_PROBLEM REQUIREMENTS_.
Answer the following questions using the text on the squared norm of a gaussian vector:
1. Which distribution is $Y$ expected to follow?
2. Which norm does $\| \cdot \|$ denote?
3. With what substitution is the question said to be a special case of the linked question?

# Start of QUOTED TEXT

Let $\mathbf{X} \sim \mathcal{N}_n( \mathbf{m}, \mathbf{C})$ be an $n$-dimensional gaussian vector, where $\mathbf{C} \in \mathbb{R}^{n \times n}$ is not diagonal, but it is positive-definitive, $\mathbf{C} \succ 0$, and $\mathbf{m} \neq \mathbf{0}$. Let $$ Y = \| \mathbf{X} \|^2 $$ where $\| \cdot \|$ denotes the $L_2$-norm (Euclidean norm), should follow a generalized chi-squared distribution. Unfortunately, the Wikipedia page contains little information.

My question is: What is the PDF (probability density function) of $Y$ ?


1 Answer 1


Your question is really a special case of https://math.stackexchange.com/questions/442472/sum-of-squares-of-dependent-gaussian-random-variables/442916#442916 (with $A=I$).

But nevertheless: $X$ is multivariate normal ($n$ components) with expectation $m$ and positive definite covariance matrix $C$. We are interested in the distribution of $\| X\|^2 = X^T X$.

# End of QUOTED TEXT
# Start of SUPPLIED ENTRIES

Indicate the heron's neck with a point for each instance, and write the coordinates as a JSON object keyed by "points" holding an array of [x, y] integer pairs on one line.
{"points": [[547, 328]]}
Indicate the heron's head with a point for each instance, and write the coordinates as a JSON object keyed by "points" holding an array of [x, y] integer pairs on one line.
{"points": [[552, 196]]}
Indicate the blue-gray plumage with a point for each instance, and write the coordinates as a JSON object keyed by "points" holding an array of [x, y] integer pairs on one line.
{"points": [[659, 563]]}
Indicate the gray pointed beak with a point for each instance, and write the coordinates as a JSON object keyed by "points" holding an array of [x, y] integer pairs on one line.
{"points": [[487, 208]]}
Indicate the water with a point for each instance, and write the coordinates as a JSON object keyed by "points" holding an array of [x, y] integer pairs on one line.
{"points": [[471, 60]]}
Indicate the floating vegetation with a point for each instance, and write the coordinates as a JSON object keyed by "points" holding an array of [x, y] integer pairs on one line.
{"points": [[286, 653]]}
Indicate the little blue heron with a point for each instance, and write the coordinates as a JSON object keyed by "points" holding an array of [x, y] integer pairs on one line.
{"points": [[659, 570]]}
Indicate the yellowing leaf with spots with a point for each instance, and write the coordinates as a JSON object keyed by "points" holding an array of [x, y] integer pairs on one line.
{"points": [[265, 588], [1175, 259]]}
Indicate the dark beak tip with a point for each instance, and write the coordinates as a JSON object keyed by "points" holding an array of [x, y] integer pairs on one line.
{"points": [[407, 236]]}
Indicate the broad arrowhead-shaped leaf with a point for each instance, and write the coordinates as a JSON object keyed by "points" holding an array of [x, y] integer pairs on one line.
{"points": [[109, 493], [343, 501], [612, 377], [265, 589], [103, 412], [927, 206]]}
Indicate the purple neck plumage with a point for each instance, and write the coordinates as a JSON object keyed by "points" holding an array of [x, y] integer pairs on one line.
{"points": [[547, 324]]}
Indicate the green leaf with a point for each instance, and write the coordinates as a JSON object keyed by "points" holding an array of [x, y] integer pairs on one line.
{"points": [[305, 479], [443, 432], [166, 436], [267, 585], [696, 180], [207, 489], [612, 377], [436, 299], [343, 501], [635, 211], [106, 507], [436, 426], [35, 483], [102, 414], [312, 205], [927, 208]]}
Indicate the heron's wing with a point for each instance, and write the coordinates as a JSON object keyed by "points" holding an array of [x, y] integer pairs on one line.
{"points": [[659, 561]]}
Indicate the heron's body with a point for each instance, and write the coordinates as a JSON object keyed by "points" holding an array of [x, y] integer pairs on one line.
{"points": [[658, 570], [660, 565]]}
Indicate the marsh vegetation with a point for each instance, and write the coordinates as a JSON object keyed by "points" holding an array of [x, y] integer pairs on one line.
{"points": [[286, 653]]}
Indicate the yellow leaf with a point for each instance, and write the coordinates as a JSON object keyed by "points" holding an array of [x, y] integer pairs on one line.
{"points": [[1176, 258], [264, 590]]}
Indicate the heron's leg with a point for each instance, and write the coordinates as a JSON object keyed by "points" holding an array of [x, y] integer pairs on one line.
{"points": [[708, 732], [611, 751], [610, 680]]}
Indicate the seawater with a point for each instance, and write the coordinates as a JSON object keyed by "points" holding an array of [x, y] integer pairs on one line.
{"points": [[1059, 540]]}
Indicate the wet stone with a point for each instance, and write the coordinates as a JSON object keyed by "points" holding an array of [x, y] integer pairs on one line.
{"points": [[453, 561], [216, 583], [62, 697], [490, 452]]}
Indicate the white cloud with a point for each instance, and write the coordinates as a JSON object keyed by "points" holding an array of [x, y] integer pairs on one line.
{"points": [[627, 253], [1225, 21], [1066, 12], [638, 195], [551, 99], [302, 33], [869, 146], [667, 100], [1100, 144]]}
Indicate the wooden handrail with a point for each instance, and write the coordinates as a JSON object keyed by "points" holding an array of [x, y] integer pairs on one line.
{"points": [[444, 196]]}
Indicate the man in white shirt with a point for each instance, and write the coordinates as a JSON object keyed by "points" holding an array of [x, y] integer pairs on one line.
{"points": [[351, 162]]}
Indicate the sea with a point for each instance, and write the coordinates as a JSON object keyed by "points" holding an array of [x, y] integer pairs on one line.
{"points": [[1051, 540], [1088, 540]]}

# End of SUPPLIED ENTRIES

_TASK SOLUTION_.
1. A generalized chi-squared distribution.
2. The $L_2$-norm (Euclidean norm).
3. $A=I$.